▶ Task to complete
Rewrite the part that opens with the line containing "Question. The picture above shows the snow pile." and closes with the line containing "(1010, 500)", changing "parked car" to "parked vehicle" and leaving everything else in those lines as is.

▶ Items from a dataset

━━━━

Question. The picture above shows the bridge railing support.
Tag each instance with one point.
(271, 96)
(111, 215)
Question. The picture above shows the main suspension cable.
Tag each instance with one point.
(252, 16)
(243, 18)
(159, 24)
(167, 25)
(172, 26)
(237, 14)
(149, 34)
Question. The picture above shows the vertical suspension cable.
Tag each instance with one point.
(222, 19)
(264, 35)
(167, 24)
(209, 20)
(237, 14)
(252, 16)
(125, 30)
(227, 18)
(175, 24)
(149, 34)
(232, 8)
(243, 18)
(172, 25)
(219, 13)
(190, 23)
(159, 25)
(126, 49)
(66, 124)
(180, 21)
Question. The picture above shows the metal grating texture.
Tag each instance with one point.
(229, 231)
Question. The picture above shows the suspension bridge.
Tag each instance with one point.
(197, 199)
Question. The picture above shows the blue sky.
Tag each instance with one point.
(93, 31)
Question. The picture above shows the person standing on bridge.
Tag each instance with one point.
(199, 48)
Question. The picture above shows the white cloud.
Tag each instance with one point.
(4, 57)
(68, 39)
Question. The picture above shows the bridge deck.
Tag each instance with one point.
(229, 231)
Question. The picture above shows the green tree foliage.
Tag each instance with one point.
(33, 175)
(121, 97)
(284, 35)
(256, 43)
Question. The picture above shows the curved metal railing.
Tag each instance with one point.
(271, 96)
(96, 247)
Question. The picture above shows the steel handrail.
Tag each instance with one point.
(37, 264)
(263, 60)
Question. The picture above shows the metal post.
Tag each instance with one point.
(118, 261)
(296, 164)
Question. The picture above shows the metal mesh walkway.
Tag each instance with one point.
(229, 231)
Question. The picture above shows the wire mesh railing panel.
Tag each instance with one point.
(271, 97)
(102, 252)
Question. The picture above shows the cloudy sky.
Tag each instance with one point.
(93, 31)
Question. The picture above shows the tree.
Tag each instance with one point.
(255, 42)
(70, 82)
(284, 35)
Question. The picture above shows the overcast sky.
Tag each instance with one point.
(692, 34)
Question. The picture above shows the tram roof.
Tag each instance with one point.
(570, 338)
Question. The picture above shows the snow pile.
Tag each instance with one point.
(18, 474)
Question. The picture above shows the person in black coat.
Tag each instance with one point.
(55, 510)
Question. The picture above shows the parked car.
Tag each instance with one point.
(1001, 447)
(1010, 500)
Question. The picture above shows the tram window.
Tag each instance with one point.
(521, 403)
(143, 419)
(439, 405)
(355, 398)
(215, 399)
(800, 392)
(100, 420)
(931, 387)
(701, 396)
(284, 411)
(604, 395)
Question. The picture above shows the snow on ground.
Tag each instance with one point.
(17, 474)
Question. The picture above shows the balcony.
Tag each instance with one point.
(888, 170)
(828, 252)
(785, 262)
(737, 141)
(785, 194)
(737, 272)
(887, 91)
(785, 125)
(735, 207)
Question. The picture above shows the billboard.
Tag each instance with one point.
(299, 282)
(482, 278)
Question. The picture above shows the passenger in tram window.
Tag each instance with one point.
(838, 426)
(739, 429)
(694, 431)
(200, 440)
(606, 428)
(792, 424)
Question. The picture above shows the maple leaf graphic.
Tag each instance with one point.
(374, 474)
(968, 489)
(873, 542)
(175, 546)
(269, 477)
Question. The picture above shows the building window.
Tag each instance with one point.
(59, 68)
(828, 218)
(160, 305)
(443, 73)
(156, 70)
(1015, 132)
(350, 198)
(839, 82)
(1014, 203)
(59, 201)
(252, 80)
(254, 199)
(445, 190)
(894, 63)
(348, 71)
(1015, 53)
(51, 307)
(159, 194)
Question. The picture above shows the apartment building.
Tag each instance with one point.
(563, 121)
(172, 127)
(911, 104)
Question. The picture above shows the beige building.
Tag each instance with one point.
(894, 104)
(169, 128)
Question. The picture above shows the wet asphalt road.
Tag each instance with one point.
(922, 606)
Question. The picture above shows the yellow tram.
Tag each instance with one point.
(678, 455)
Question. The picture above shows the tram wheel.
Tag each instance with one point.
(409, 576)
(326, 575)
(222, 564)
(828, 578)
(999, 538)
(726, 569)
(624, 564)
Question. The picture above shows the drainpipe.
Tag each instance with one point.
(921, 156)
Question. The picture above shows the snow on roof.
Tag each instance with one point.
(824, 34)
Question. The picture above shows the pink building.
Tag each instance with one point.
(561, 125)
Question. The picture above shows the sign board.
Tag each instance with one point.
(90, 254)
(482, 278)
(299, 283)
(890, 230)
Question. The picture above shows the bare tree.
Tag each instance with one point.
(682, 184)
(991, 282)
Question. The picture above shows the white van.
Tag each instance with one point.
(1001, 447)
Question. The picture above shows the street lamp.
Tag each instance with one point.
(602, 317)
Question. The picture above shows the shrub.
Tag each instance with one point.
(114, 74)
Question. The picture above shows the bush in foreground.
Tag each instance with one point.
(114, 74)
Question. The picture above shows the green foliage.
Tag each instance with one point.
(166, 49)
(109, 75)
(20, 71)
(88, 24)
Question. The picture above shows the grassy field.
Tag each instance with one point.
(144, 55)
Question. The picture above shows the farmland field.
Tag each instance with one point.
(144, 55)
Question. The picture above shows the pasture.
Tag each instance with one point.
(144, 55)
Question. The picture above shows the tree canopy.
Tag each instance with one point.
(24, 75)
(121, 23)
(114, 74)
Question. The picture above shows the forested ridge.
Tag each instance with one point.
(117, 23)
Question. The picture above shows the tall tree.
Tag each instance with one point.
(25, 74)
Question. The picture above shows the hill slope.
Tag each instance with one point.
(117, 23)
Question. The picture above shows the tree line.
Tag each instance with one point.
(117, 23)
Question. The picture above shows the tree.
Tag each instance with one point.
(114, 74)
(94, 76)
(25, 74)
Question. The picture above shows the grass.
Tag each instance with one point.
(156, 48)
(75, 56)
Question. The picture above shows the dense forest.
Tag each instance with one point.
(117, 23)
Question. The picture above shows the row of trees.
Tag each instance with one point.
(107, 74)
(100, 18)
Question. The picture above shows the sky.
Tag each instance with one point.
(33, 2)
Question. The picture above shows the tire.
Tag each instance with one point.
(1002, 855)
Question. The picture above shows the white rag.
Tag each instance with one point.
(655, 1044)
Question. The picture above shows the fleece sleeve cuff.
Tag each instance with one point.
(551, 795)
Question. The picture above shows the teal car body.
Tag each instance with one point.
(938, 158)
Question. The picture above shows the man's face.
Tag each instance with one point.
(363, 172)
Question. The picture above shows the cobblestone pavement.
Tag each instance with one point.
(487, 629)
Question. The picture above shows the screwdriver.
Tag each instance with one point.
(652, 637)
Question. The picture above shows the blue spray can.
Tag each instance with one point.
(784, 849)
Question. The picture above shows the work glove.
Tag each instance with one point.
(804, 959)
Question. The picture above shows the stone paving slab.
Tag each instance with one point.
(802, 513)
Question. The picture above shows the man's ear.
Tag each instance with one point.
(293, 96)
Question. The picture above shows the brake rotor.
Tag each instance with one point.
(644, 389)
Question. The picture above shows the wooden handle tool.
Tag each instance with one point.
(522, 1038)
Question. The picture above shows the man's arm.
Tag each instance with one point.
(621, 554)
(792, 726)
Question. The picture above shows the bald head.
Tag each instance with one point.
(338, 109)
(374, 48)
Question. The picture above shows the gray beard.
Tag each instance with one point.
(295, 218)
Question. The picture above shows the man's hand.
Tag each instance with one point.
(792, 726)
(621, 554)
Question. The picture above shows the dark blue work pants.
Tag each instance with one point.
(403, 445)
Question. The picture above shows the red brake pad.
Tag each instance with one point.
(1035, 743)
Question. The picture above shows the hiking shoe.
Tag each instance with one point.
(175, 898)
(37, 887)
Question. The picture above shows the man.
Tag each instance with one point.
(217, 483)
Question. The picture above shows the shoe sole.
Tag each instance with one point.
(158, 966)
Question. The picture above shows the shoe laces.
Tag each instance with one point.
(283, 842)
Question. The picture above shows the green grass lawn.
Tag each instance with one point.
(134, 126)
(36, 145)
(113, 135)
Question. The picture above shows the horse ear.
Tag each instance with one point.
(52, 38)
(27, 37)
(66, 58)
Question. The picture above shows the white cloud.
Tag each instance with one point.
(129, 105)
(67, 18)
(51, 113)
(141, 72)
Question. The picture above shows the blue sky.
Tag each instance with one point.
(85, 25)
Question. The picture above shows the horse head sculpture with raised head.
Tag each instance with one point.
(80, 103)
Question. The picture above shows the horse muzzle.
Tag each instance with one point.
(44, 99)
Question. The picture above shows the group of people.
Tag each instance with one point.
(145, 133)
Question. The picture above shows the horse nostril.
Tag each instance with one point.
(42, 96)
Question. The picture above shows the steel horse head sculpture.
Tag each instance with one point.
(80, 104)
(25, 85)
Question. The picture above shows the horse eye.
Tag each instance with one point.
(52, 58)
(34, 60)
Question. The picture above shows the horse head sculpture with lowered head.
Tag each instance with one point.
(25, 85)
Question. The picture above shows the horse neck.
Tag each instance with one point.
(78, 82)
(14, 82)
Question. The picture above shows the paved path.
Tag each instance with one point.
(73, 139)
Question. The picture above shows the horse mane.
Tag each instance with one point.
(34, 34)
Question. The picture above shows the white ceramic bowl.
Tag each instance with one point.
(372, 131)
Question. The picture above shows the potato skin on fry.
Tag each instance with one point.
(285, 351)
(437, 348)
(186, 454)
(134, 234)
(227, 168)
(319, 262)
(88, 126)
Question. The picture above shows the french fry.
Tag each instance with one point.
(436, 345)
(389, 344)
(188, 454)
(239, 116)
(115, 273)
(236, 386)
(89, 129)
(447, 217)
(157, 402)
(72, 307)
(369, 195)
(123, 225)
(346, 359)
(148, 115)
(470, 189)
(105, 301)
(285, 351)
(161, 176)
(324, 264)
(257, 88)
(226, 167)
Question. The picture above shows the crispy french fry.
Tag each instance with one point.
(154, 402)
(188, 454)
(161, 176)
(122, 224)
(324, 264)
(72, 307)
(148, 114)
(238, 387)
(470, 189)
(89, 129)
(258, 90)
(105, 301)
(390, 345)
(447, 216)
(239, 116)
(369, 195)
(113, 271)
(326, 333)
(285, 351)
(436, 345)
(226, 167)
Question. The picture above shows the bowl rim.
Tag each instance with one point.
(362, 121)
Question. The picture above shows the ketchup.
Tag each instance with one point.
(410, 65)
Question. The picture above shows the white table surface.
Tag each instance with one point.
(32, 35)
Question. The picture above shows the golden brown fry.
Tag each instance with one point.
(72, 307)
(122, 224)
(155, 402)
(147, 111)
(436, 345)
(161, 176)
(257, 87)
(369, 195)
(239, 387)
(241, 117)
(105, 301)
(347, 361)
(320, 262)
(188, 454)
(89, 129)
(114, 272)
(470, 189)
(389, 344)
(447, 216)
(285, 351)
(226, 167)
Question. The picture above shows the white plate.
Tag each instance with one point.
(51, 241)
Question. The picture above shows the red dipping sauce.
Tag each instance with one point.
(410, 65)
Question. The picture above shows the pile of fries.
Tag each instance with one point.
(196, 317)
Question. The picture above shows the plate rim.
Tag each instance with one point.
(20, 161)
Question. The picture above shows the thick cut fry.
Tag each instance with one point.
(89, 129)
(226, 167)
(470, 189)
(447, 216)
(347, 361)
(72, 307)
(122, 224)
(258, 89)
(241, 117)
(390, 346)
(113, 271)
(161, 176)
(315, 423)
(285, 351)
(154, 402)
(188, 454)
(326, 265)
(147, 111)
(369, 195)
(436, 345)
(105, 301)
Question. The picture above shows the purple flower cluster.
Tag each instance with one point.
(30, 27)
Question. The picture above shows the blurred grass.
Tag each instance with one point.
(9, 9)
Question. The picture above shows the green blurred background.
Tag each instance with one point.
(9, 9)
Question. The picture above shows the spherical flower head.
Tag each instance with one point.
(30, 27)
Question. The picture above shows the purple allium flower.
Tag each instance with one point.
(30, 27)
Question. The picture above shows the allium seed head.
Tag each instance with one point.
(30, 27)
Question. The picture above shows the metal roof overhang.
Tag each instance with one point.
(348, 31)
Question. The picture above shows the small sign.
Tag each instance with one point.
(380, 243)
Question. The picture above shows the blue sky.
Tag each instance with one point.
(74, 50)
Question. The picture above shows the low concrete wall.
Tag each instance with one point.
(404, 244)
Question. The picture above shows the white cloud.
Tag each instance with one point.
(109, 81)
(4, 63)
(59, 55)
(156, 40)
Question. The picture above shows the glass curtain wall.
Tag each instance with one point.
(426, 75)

━━━━

▶ Finished exercise
Question. The picture above shows the snow pile.
Tag each instance with one point.
(18, 474)
Question. The picture above shows the person in black coat.
Tag each instance with one point.
(55, 510)
Question. The picture above shows the parked vehicle.
Tag each instance with one point.
(1001, 447)
(1010, 500)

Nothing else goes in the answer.